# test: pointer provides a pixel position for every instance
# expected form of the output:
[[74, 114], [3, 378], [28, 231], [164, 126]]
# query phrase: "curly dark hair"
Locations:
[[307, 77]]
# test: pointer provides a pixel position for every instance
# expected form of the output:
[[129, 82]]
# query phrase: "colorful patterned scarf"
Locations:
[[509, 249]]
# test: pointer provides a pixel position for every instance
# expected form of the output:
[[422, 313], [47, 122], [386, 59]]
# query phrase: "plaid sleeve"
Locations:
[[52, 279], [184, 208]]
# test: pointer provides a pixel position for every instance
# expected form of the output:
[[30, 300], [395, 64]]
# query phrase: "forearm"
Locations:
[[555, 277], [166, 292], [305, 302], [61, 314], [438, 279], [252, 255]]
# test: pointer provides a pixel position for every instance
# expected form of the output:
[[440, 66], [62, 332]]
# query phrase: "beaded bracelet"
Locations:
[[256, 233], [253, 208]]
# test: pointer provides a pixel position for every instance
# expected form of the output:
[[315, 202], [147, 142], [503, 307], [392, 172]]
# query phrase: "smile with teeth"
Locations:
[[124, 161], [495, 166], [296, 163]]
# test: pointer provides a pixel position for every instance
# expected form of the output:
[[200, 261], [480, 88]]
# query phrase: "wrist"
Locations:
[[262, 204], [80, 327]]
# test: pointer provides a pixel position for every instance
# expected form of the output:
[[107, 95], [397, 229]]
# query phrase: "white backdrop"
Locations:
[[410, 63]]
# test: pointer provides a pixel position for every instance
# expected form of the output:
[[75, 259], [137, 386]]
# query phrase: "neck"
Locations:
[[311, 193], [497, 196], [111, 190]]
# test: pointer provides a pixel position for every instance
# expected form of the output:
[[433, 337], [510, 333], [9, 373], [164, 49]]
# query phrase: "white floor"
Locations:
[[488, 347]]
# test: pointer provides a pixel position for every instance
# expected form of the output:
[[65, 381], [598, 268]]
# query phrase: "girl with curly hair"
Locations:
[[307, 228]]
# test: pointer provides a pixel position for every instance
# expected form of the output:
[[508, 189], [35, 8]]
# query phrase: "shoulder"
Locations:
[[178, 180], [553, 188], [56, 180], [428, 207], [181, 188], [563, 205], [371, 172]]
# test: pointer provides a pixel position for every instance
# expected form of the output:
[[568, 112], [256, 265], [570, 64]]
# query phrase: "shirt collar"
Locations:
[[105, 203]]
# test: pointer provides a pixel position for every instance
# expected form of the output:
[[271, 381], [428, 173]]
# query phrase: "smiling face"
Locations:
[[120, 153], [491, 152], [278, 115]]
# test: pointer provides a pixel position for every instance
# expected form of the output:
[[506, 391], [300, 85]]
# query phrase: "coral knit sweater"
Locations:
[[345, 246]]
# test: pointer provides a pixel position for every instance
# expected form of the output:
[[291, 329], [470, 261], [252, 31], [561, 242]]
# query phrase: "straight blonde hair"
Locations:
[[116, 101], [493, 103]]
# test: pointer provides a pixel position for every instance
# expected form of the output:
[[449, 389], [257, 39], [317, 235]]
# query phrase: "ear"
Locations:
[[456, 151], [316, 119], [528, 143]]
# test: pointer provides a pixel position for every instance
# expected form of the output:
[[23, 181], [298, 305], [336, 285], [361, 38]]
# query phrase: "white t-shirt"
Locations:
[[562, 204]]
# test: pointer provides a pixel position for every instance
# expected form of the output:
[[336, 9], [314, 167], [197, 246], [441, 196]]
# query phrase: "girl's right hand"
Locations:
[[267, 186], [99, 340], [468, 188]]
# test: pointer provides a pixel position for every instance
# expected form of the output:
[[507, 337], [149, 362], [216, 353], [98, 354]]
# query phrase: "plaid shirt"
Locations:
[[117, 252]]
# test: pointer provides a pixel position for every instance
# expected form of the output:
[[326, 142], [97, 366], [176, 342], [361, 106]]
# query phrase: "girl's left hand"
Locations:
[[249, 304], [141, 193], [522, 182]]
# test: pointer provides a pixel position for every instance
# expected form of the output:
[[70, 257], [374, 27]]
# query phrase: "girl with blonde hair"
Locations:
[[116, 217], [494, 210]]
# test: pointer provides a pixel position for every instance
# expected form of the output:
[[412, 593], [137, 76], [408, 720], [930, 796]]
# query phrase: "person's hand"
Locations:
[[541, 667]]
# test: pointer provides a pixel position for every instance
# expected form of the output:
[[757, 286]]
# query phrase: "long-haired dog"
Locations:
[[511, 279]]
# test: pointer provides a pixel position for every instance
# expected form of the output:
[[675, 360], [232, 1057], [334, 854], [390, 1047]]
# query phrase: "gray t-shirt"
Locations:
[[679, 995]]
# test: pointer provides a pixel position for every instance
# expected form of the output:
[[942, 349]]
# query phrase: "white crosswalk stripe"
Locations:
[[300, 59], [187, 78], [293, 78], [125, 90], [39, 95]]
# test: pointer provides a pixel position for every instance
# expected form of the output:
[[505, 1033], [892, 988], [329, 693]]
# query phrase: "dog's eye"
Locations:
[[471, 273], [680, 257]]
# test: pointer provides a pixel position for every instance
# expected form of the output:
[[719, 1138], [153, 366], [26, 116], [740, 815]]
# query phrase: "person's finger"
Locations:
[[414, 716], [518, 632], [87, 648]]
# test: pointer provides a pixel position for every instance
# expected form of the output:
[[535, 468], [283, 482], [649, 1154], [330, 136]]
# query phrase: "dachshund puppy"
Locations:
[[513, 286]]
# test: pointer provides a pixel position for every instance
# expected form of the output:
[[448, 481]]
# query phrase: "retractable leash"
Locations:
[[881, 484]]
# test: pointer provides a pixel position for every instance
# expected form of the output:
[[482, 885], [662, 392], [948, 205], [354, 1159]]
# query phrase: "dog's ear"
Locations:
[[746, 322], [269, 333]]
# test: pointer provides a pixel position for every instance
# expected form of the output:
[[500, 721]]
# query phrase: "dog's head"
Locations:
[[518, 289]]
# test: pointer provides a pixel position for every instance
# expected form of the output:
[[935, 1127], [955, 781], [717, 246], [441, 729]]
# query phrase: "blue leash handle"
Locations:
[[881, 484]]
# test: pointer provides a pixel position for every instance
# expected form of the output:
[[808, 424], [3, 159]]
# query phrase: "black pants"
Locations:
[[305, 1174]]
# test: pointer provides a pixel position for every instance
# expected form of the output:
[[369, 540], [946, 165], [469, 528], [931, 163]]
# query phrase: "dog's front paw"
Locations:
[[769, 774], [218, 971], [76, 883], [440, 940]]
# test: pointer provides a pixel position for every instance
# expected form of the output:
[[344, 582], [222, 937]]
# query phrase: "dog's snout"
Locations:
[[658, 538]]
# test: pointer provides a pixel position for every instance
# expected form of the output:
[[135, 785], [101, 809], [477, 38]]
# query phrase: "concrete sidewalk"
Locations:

→ BRIEF: Filter the listing for the word "white" and copy each line that has it.

→ ANSWER SECTION:
# query phrase: "white backdrop"
# query phrase: "white floor"
# query phrase: "white t-shirt"
# query phrase: "white crosswalk stripe"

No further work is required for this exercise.